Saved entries
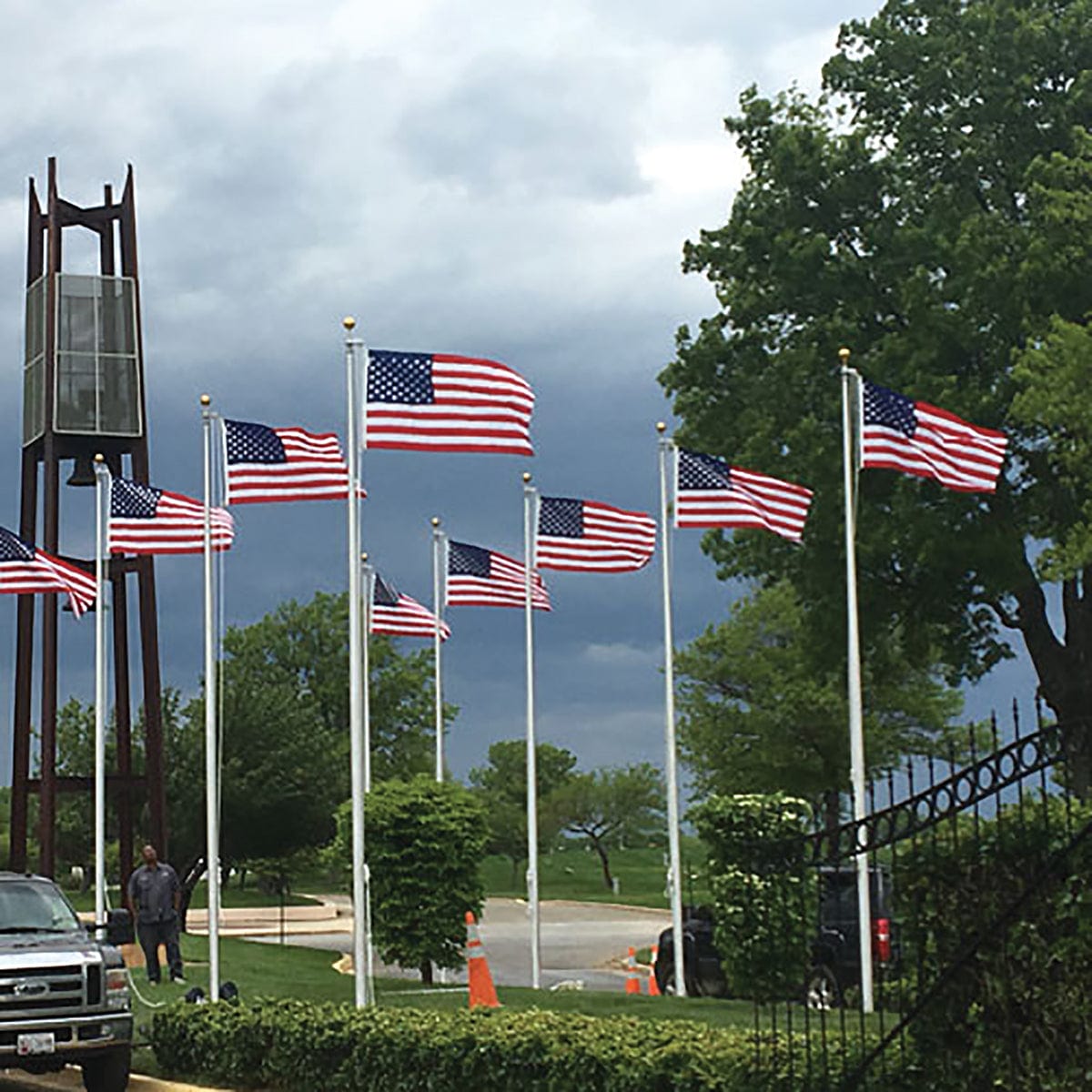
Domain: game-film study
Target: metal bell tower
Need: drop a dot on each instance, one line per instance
(83, 393)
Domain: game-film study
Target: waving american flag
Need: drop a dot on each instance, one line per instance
(710, 492)
(396, 612)
(916, 438)
(483, 578)
(25, 569)
(590, 536)
(438, 402)
(268, 464)
(146, 520)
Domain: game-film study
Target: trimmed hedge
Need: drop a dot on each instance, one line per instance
(301, 1047)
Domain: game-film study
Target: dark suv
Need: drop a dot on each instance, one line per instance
(64, 995)
(835, 954)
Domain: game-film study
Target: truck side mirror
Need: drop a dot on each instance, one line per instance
(119, 927)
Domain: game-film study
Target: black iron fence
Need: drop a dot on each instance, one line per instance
(980, 872)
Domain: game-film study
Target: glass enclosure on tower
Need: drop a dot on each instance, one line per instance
(96, 369)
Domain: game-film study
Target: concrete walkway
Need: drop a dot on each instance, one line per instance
(70, 1079)
(329, 915)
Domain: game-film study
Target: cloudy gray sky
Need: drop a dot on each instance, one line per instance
(508, 180)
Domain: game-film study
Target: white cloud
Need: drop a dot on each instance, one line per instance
(622, 656)
(507, 179)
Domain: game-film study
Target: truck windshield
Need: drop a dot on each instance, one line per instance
(30, 905)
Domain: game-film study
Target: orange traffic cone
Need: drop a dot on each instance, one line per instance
(653, 988)
(478, 969)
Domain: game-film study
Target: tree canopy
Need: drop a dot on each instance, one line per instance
(611, 806)
(931, 211)
(425, 842)
(502, 784)
(759, 713)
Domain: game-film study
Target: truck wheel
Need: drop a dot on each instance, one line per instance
(108, 1071)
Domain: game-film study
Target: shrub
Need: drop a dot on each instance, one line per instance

▶ _Task_
Once the pictures are removed, return the entries exactly as they stand.

▶ _Answer to this problem_
Domain: game-film study
Target: metal bell tower
Need: drop a dot on each instance, one line per instance
(83, 393)
Domain: game-film study
Target: waving american flag
Need: drop a dot on each instance, one line per instance
(710, 492)
(396, 612)
(916, 438)
(483, 578)
(25, 569)
(590, 536)
(438, 402)
(268, 464)
(146, 520)
Domain: game-film study
Target: trimmed hedge
Need: drop a dot on each instance, one line per instance
(301, 1047)
Domain: game-film study
Target: dark suv
Need: drop a dot on each instance, one line per instance
(64, 995)
(835, 954)
Domain: game-film study
Target: truck side mirror
Need: drop a dot on each instance, one line per instance
(119, 927)
Domain: game-film study
Target: black iron fence
Need: drop a dot on each instance, one line per instance
(980, 872)
Domain: game-film study
Target: glass enclosure on tower
Need: drop a dot on each instance, one line per instance
(96, 369)
Domain: game-film study
Target: concrete walkway
Need: drop a dot on each instance, one line per instance
(70, 1079)
(329, 915)
Domain: game-film study
Target: cloudy gray sky
Need: drop a dot on each instance, one line per instance
(508, 180)
Domain: game-film study
Target: white cloud
Need: drop a dot on each instance, one line per instance
(622, 656)
(507, 179)
Domain: game-film study
Target: truck windshield
Need: drop a dot on each instance, one line per instance
(30, 905)
Domain: game-film study
Target: orange traffic cone
Need: drop a dot on each instance, one line per instance
(653, 988)
(478, 969)
Domain: game-film study
Target: tree canopy
Need: drop a dot on each instance, one line per instance
(611, 806)
(931, 211)
(425, 842)
(502, 784)
(759, 713)
Domain: game-film study
Target: truck wheel
Need: drop a dot on each instance, one line per instance
(108, 1071)
Domain: game-film study
Target: shrub
Need: drop a dot on each instance, one line per instance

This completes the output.